ОТРЫВОК ТЕКСТА:
-------

Генри начинает изображать элегантного джентльмена, снисходительно и высокомерно беседующего с проституткой, потом переходит к изображению женщины в конвульсиях страсти, и вот потекли истории. Буйное детство на улицах Бруклина. Жестокие игры на пустырях, драки, гонки на велосипедах — ничего, что указывало бы на будущего писателя. Все его штучки. Хитрости. Проделки. Воровство мелочи у слепого продавца газет. Вранье. Жульничество. Терзающая тело и душу похоть. Кроме бедности, убожества, мерзости, здесь нет ничего, что оправдывало бы его озлобленность. Не могу найти место, откуда родом его горечь.
* * *
Мы все, Генри, Фред и я, сидим в нашем саду в Лувесьенне. «Это не просто обычный сад, — говорит Генри. — Здесь все таинственно и полно значения. В одной китайской книге есть упоминание о небесном царстве или саде, подвешенном между землей и небом. Вот это и есть тот самый сад».
Еще одна ночь. Во время прогулки показываем Генри старый дом, почти замок с двумя башнями. Я рассказываю, что никогда не бывала внутри этого замка, и тем не менее знала, какая там мебель, как выглядят комнаты в башнях, какие там стены — в деревянных панелях с многочисленными дверцами, шкафчиками и прочими тайниками. Совсем недавно тетушка прислала мне рукописный дневник моего прадеда, того самого, что покинул Францию во времена Революции, отправился на Гаити, потом оказался в Новом Орлеане и наконец на Кубе, где он, между прочим, построил первую железную дорогу. Он описывает замок, брошенный его родителями в Анжу, и сразу становится ясно, что дом в Анжу — точная копия нашего замка. Тетка прислала фотографию замка в Анжу, это двойник нашего дома с башнями. Тетка описала комнаты в башнях и их обстановку. Все в соответствии со вкусами тех времен. Но я-то каким образом все это уже знала? Может быть, это родовая память?
Лувесьенн спит. Только взлаивают собаки, когда мы проходим мимо. Я слушаю Генри. В нем решительно два человека. С одними женщинами он грубый, резкий, видавший виды мужик. С другими — наивный романтик. Джун в вечер их первой встречи явилась ему в виде ангела, несмотря на всю атмосферу дансинга вокруг нее. Я вижу теперь в нем человека, способного стать рабом своих страстей. Но во всех его историях ощущается присутствие женщины, берущей инициативу на себя. Вот почему, признался он, ему так нравятся проститутки. Ведь Джун сама положила голову ему на плечо в первую ночь их знакомства и попросила поцеловать ее. А грубость его — чисто внешнее. Просто, как все слабые люди, он может совершить самый гнусный поступок именно потому, что слабость превращает его в труса. Он обходится с женщинами при расставании ошеломляюще грубым образом, потому что ему непереносим сам момент разрыва.

-------

ИСХОДНЫЕ ДАННЫЕ:
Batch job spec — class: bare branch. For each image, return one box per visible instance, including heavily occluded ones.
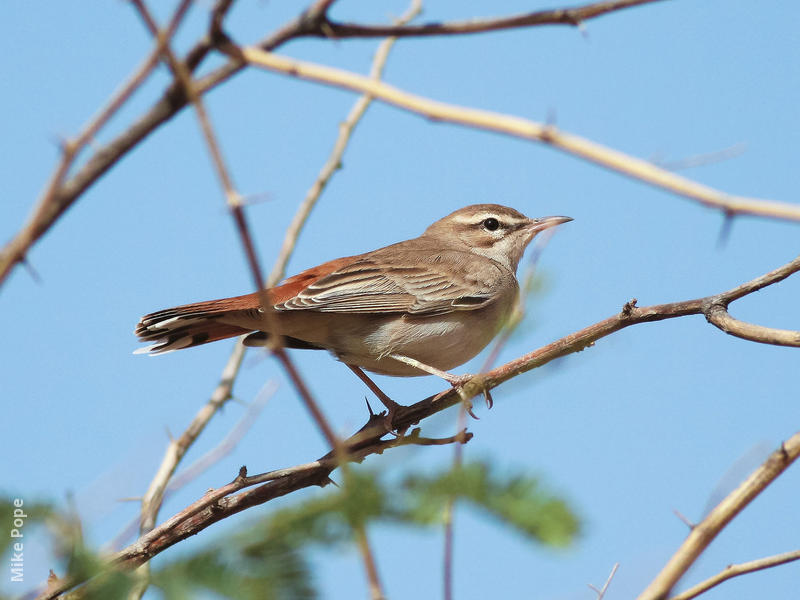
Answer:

-------

Опираясь на отрывок о Генри, объясните в одном–трех предложениях, почему он так грубо обходится с женщинами при расставании.

Генри ошеломляюще грубо обходится с женщинами при расставании, потому что ему непереносим сам момент разрыва. Его грубость названа чисто внешней: как всякий слабый человек, он способен на самый гнусный поступок, ведь слабость превращает его в труса.